Problem set:
- A) Return each line of the listing that contains the word "beaver".
- B) Write the next part of the article on Eemsmond, picking up after its final sentence.

Document text:
Eemsmond (; ) is a former municipality with a population of 15,864 in the north of the province of Groningen in the northeast of the Netherlands. On 1 January 2019 it merged with the municipalities of Bedum, De Marne and Winsum to form the new municipality Het Hogeland.

History 
The municipality of Hefshuizen was established on 1 January 1979 by merging the municipalities of Uithuizen and Uithuizermeeden. On 1 January 1990, the municipalities of Kantens, Usquert, and Warffum were added. On 1 January 1992, the name of the municipality was changed from Hefshuizen to Eemsmond, which means Ems Mouth.

Geography 

Eemsmond is located at  in the north of the province of Groningen and in the northeast of the Netherlands.

The population centers in the municipality are: Eemshaven, Eppenhuizen, Kantens, Oldenzijl, Oosteinde, Oosternieland, Oudeschip, Roodeschool, Rottum, Startenhuizen, Stitswerd, Uithuizen, Uithuizermeeden, Usquert, Warffum, and Zandeweer.

To the north of Eemsmond is the North Sea. Part of the Wadden Sea, a UNESCO World Heritage Site since 2009, is located in the municipality, including the sandbank Simonszand and the uninhabited islands Rottumeroog, Rottumerplaat, and Zuiderduintjes. The northernmost point of the Netherlands is located at Rottumerplaat.

Culture 
Eemsmond hosted the start of stage 4 at the 2013 Energiewacht Tour.

Government 
Marijke van Beek of the Labour Party (PvdA) was the last mayor of Eemsmond.

Records provided:
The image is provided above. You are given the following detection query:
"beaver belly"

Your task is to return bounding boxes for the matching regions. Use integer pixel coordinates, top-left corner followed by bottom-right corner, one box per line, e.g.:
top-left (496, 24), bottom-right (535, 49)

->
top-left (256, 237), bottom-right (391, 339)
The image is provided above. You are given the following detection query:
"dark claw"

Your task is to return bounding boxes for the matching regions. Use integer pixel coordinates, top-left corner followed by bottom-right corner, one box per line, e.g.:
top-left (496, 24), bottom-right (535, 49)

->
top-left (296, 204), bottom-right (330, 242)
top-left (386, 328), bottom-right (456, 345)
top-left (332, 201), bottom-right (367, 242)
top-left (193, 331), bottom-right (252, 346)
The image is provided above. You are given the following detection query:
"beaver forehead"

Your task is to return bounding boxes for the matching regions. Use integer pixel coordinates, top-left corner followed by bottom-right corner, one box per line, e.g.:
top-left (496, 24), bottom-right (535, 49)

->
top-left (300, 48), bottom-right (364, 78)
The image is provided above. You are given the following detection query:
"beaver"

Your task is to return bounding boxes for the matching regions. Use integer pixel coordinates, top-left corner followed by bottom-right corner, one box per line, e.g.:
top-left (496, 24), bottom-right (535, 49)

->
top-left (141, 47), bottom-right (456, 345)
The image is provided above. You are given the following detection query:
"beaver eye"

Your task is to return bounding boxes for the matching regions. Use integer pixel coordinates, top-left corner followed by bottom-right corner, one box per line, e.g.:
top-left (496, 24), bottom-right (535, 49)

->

Answers below:
- A)
"beaver belly"
"beaver forehead"
"beaver"
"beaver eye"

- B)
Transportation 
The Sauwerd–Roodeschool railway connects the railway stations Warffum, Usquert, Uithuizen, Uithuizermeeden, and Roodeschool to the Groningen railway station and the rest of the Dutch railway network.

Notable people 

 Willem Surenhuis (c.1664 in Rottum – 1729) a Dutch Christian scholar of Hebrew
 Hendrik Bulthuis (1865 in Warffum – 1945) a Dutch customs official, author and translator of more than thirty works into Esperanto
 Frits Peutz (1896 in Uithuizen – 1974) architect 
 Aldert van der Ziel (1910 in Zandeweer – 1991) a Dutch physicist who studied electronic noise processes
 Molly Geertsema (1918–1991) politician and jurist, Mayor of Warffum 1953-1957
 Seth Gaaikema (1939 in Uithuizen – 2014) cabaret artist, writer, and lyricist
 Ede Staal (1941 in Warffum – 1986) a Dutch singer-songwriter, sang mainly in Gronings dialect

References

External links 

  

Het Hogeland
Former municipalities of Groningen (province)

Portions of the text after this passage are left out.